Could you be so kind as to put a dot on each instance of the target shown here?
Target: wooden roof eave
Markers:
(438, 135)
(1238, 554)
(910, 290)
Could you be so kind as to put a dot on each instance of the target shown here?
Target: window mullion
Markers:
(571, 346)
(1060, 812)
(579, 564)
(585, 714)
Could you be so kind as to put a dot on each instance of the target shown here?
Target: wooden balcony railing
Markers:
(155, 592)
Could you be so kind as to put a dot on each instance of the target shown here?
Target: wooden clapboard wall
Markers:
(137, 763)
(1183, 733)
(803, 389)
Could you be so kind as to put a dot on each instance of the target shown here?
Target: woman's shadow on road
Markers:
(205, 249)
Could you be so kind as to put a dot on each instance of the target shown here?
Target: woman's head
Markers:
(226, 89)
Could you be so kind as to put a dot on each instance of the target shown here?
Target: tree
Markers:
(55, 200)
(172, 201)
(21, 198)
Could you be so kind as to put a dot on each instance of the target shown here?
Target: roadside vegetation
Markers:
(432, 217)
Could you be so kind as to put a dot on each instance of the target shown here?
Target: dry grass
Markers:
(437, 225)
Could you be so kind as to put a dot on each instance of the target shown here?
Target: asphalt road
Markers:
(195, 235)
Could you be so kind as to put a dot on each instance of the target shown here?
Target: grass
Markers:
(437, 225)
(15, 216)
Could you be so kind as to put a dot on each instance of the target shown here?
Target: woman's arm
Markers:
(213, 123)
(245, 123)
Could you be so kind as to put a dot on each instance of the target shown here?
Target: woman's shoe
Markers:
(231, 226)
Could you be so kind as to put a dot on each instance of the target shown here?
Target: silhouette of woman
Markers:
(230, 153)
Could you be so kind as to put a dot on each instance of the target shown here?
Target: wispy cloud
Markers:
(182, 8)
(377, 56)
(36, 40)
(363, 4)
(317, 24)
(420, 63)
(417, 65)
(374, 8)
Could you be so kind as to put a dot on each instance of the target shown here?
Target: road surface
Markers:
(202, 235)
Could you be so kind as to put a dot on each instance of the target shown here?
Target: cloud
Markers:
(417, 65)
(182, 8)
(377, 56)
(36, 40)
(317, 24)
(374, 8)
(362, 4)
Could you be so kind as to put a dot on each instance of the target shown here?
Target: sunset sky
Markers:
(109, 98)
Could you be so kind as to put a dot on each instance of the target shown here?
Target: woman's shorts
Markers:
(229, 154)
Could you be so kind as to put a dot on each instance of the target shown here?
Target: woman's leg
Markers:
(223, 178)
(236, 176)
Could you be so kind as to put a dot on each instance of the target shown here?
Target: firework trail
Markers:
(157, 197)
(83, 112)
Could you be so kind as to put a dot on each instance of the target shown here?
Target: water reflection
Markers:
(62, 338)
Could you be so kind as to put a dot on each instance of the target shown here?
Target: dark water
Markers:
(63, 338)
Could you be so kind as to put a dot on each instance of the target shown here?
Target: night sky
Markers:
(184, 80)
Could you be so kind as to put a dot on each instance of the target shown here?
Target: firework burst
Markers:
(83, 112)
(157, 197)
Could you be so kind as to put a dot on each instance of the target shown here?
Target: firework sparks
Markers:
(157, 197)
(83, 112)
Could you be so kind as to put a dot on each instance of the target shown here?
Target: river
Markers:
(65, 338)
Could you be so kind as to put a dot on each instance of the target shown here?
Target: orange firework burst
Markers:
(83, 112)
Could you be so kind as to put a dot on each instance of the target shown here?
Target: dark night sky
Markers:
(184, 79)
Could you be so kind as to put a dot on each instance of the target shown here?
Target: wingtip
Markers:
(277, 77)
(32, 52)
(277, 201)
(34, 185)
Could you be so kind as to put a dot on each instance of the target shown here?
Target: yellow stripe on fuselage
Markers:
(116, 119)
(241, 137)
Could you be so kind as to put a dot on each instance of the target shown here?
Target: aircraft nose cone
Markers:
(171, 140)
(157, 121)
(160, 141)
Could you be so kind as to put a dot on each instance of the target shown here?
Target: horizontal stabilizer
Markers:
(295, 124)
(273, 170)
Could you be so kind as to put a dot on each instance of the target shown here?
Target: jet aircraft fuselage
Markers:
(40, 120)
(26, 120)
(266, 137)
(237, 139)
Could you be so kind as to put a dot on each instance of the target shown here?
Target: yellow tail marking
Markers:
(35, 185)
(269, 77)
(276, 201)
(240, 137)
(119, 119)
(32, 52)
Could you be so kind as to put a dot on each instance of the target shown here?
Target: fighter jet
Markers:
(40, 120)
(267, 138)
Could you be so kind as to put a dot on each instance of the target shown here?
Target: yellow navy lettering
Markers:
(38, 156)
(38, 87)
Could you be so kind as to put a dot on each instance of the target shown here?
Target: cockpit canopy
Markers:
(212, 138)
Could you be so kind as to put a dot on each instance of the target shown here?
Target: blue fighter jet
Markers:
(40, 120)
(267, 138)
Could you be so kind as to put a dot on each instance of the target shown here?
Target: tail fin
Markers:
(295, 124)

++++

TASK INSTRUCTIONS – Please find every line in the records above that contains the word "wooden" and copy each of those lines.

FINISHED EXERCISE –
Target: wooden roof eave
Target: wooden balcony railing
Target: wooden clapboard wall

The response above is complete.